↓

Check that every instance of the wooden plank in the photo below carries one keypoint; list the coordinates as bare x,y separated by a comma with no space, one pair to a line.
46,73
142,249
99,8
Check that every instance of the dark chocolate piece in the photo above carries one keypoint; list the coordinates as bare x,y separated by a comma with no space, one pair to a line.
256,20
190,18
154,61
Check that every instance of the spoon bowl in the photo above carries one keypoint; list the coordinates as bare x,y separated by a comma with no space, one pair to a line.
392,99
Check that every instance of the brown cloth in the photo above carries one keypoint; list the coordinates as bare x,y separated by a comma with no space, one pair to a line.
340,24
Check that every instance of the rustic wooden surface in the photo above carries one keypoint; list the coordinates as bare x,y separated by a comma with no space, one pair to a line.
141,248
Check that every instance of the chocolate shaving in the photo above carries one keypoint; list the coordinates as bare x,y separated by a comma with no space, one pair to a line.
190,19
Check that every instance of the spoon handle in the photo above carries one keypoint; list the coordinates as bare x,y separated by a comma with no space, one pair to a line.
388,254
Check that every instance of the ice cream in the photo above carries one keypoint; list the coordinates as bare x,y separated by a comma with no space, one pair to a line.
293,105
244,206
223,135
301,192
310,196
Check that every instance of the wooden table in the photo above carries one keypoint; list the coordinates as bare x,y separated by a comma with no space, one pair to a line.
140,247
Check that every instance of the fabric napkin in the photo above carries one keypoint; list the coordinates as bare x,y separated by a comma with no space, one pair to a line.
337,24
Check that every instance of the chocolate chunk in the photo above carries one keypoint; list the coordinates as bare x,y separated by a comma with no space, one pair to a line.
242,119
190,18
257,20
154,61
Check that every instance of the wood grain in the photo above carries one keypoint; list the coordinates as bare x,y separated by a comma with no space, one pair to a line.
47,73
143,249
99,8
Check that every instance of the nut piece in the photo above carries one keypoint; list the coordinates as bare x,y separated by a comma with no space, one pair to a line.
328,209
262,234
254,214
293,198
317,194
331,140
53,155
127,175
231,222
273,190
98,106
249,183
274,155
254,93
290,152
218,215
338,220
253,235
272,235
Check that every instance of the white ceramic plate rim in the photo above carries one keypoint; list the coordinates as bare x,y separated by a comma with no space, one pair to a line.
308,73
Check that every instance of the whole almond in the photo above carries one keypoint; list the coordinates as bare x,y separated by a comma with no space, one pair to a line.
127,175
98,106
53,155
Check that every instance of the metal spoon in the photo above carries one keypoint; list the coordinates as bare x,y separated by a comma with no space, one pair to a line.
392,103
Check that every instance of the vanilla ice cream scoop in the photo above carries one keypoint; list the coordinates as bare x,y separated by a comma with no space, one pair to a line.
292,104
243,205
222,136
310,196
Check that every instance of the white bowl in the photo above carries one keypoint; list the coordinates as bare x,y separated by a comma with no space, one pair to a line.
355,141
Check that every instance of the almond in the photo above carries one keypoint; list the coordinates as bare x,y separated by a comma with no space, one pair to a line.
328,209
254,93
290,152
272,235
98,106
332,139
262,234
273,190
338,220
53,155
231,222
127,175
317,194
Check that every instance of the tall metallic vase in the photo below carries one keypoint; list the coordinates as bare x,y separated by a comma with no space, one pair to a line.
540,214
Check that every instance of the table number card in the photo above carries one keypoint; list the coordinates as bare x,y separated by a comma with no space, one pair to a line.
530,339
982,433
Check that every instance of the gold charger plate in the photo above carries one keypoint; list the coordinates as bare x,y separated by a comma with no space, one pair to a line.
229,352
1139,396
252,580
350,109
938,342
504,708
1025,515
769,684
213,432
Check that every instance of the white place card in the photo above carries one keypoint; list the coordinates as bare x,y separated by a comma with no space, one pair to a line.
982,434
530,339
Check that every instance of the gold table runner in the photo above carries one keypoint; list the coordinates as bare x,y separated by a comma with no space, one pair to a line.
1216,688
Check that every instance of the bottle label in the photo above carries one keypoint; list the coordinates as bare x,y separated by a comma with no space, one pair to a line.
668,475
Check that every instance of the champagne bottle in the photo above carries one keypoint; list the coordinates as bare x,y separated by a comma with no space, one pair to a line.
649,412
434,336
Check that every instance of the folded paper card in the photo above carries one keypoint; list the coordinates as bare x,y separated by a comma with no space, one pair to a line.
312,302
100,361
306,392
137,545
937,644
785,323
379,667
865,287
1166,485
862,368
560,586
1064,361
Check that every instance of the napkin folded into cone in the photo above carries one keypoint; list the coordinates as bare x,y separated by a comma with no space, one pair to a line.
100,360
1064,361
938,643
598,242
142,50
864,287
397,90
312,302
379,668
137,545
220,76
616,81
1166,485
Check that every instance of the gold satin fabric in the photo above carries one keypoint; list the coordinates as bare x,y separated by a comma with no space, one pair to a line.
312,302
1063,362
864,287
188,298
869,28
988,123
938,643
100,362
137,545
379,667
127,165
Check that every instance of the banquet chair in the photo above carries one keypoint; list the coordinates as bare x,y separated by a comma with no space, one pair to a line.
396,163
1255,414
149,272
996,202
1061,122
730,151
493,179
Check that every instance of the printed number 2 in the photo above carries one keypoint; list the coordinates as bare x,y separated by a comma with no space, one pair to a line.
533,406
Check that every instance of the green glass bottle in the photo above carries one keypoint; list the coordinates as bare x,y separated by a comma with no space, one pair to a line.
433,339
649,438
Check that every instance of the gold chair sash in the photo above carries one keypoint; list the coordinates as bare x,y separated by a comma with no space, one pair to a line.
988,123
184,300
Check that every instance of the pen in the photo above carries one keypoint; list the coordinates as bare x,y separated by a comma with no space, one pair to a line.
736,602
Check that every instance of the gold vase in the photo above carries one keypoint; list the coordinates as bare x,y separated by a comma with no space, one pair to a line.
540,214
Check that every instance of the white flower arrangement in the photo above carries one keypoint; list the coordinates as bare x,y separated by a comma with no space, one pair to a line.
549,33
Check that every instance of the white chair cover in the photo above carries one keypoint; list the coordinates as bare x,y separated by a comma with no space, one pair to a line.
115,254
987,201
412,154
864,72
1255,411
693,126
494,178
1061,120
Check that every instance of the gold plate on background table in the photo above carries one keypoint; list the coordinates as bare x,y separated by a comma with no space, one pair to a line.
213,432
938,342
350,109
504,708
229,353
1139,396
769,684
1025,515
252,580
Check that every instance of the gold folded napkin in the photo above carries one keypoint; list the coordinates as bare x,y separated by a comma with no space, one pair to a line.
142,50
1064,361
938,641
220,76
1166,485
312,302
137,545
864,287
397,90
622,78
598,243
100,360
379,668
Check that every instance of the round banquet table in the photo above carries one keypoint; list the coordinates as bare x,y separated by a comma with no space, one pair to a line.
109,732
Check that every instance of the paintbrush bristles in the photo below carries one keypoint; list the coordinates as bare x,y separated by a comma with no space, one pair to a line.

↑

§ **Set exercise**
Copy the records above exactly as they appear.

§ **Response**
Check that every instance of the wooden plank in the photo below carries one keypoint; list the coordinates as bare x,y separated by a comma with no space, one pair to a line.
46,73
142,249
99,8
Check that every instance of the dark chocolate piece in the photo above carries one keypoint; list the coordinates as bare x,y separated by a comma with no space, one pair to a line.
256,20
190,18
154,61
Check that every instance of the spoon bowl in the photo above carries one keypoint; list the coordinates as bare x,y separated by a comma with no space, one pair to a line.
392,99
Check that every instance of the brown cloth in the photo above carries one keypoint; list the coordinates as bare x,y separated by a comma with no space, one pair to a line.
340,24
Check that every instance of the rustic wooden surface in the photo above carries one keypoint; list the coordinates as bare x,y separated by a comma with no space, one pair to a line.
141,248
Check that every instance of the chocolate shaving in the photo above carries one keypoint; list the coordinates as bare x,y separated by a comma with no space, one pair to a line.
190,19
Check that every instance of the spoon handle in the photo above carries one keypoint; list the coordinates as bare x,y separated by a comma with no space, one pair to a line.
388,254
Check that every instance of the ice cream in the photo above carries one keypoint; list the coordinates as bare x,y separated by a comma with no space, one pair to a line.
293,105
244,206
223,135
301,192
310,196
Check that every instance of the wooden table in the photo above carries one keypoint; list the coordinates as bare x,y separated by a comma with no space, one pair to a line.
140,247
Check that every instance of the fabric napkin in the photo above carries one keypoint; list the coordinates as bare x,y separated by a comma with no space, one pair to a line.
337,24
Check that every instance of the chocolate chunk in the photo above carries one keypoint; list the coordinates as bare x,y separated by a comma with no space, one pair to a line.
242,119
190,18
257,20
154,61
Check that every instance of the wood grain in the photo above carries one keypoint; list the coordinates as bare x,y separated by a comma with no space, one pair to a line.
47,73
143,249
99,8
Check that every instance of the nut piece in the photo above carries one keypoint; list the coordinates as bare x,y separated by a comma with no space, one pair to a line.
328,209
262,234
254,214
293,198
317,194
331,140
53,155
127,175
231,222
273,190
98,106
249,183
274,155
254,93
290,152
218,215
338,220
253,235
272,235
Check that every instance of the white ceramic plate rim in the photo above carries one keypoint; list the coordinates as bare x,y separated by a comma with no space, one pair to a line.
308,73
Check that every instance of the whole almond in the photo above carries one keypoint; list the coordinates as bare x,y separated by a comma with no space, one pair to a line.
127,175
98,106
53,155
Check that every instance of the metal spoon in the photo above carries one keypoint; list the coordinates as bare x,y separated by a comma with no space, one pair to a line.
392,103
Check that every instance of the vanilla ice cream scoop in the photo above carries one keypoint; list the coordinates as bare x,y separated by a comma with no space, one pair to a line.
292,104
243,205
222,136
310,196
Check that every instance of the white bowl in the photo above carries one keypoint; list the coordinates as bare x,y separated by a comma with no space, one pair to a line.
355,141
Check that every instance of the almond in the photo above carries one keypoint; list the coordinates as bare x,y separated by a comma with no space, one pair to a line.
328,209
254,93
290,152
272,235
98,106
332,139
262,234
273,190
338,220
53,155
231,222
127,175
317,194
Check that every instance of the tall metallic vase in the photo below carries one keypoint; list the coordinates as bare x,y separated by a comma with no space, one pair to a line.
540,214
Check that every instance of the table number card in the photo above carries one keypoint; list the coordinates as bare x,y separated by a comma with no space, one pair to a line.
530,339
982,433
Check that every instance of the gold charger plate in the photo above carries one keypoint; list the coordinates as bare x,y separated by a comma with no space, one pair to a line.
229,352
1139,396
252,580
350,109
938,342
504,708
1025,515
769,684
213,432
Check that every instance of the white place card in the photo above carries one keypoint; list the coordinates as bare x,y separated by a comma with no space, one pair to a line.
982,434
530,339
Check that every instance of the gold table runner in the photo above carries one keypoint; list the coordinates as bare x,y separated by a comma with no space, one pair to a line.
1216,688
Check that every instance of the bottle label in the photo above carries one keypoint; list the coordinates as bare x,y separated by a comma with no space, one pair to a line.
668,475
Check that every instance of the champagne bottle in the photo above carries one keypoint; list the coordinates as bare x,y separated by a comma with no space, one pair to a line.
649,412
434,336
Check that every instance of the folded paper card in the photo above carries one keypoint; list the coordinates as bare x,y separated by a comma with no space, one pair to a line.
312,302
100,361
306,392
137,545
937,644
785,323
379,667
865,287
1166,485
862,368
560,586
1064,361
Check that every instance of the napkin folded into cone in the photo above carries one keypoint; list the coordinates as bare x,y separated by a comma with no space, one pair to a line.
100,360
1064,361
938,643
598,242
142,50
864,287
397,90
312,302
379,668
137,545
220,76
616,81
1166,485
Check that every instance of the gold satin fabric in the photo above carries one keypoint; list the coordinates as bare x,y separated by a comma with no space, one pair to a line.
312,302
1063,362
864,287
188,298
869,28
988,123
938,643
100,362
137,545
379,667
127,165
Check that every instance of the banquet chair in the photo above carries one keypoint; list the coordinates as bare x,y separated by a comma with no space, one pair to a line.
396,163
1255,414
149,272
996,202
1061,122
730,151
493,179
Check that every instance of the printed number 2 in the photo above carries one keypoint; list the coordinates as bare x,y separated by a comma with no space, one pair to a line.
533,406
Check that every instance of the green glass bottle in the photo above carries one keypoint; list the coordinates as bare x,y separated by a comma with no space, one pair to a line.
433,339
649,438
Check that every instance of the gold chair sash in the photo above carries one keypoint; list the coordinates as bare x,y separated by a comma with no space, one pair to a line.
988,123
184,300
Check that every instance of the pen in the photo above carries one keypoint; list the coordinates as bare x,y separated by a comma with no space, one pair to a line.
736,602
Check that every instance of the gold vase in the photo above carries one keypoint; list the coordinates as bare x,y separated by a comma with no space, one pair to a line.
540,214
Check that every instance of the white flower arrangement in the photo above carries one keypoint; list the coordinates as bare x,y separated by a comma with no space, one pair to a line.
549,33
Check that every instance of the white chair cover in the photo above carries one keypoint; list the coordinates as bare x,y separated by a comma with no space, one pair to a line.
115,254
987,201
412,154
864,72
1255,411
693,126
494,178
1061,120
Check that every instance of the gold plate on background table in the photo above carries one keypoint; list the coordinates as bare x,y separated by a comma with no space, one pair to a line.
213,432
938,342
350,109
504,708
229,353
1139,396
769,684
1025,515
252,580
Check that every instance of the gold folded napkin in the photo above carries one keypoint; list the coordinates as bare x,y separated by a comma with no space, one pair to a line.
142,50
1064,361
938,641
220,76
1166,485
312,302
137,545
864,287
397,90
622,78
598,243
100,360
379,668
Check that every instance of the round banquet table in the photo above carries one keypoint; list the coordinates as bare x,y separated by a comma with no space, one pair to a line.
109,732
Check that every instance of the paintbrush bristles in the photo below carries one keypoint; list the coordinates as bare x,y separated by a comma with no space, one pair to a line.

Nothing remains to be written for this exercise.